> [Material supplied]:

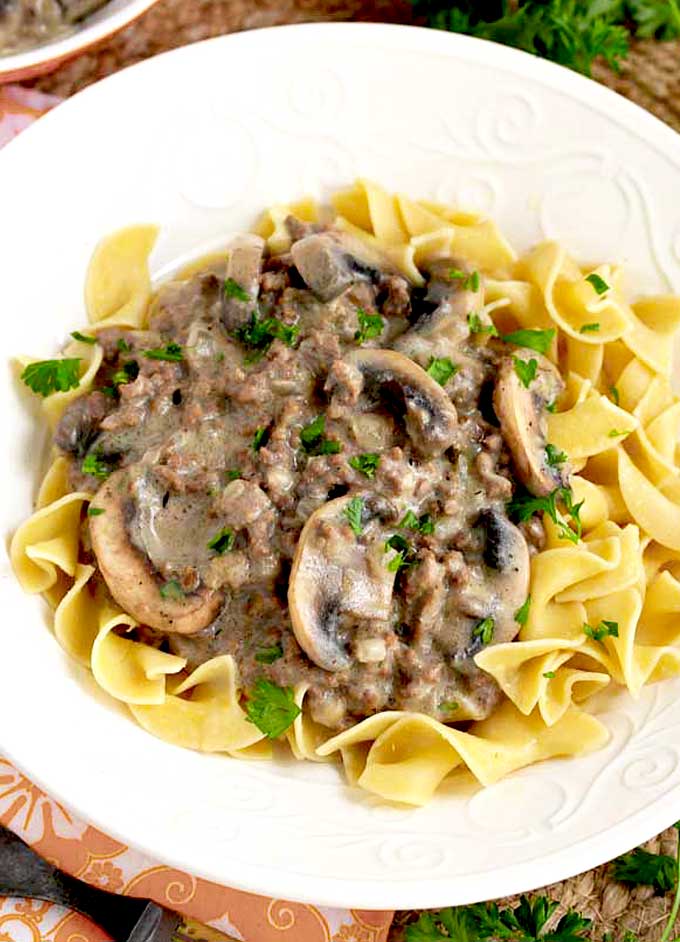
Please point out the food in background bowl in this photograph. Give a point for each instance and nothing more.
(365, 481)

---

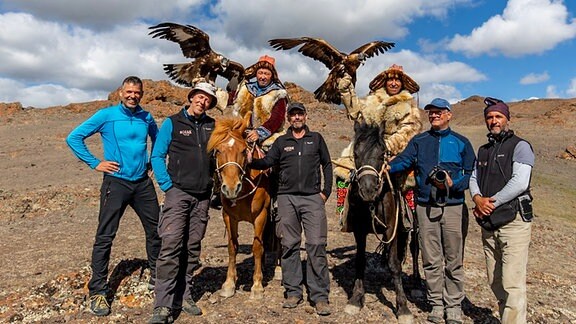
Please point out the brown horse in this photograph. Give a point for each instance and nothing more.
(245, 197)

---

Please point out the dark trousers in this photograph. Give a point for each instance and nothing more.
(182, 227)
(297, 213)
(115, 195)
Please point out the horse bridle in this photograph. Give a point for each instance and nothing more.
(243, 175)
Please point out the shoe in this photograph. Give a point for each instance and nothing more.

> [Do this]:
Rewrite the stretch from the line containing "Please point out the dark" through the line containing "Please point out the shoe", putting "mark" wherever "point out" appears and changing nothing else. Return only those lines.

> [Completed task]:
Please mark the dark trousers in this photograph. Give a point for each instance and nothing more.
(182, 227)
(297, 213)
(115, 195)
Please mark the horse bridle in this photograph. Give a point for each instance and nothing more.
(243, 175)
Please mark the shoe in this photograph. Give a point for each instance and nothing more.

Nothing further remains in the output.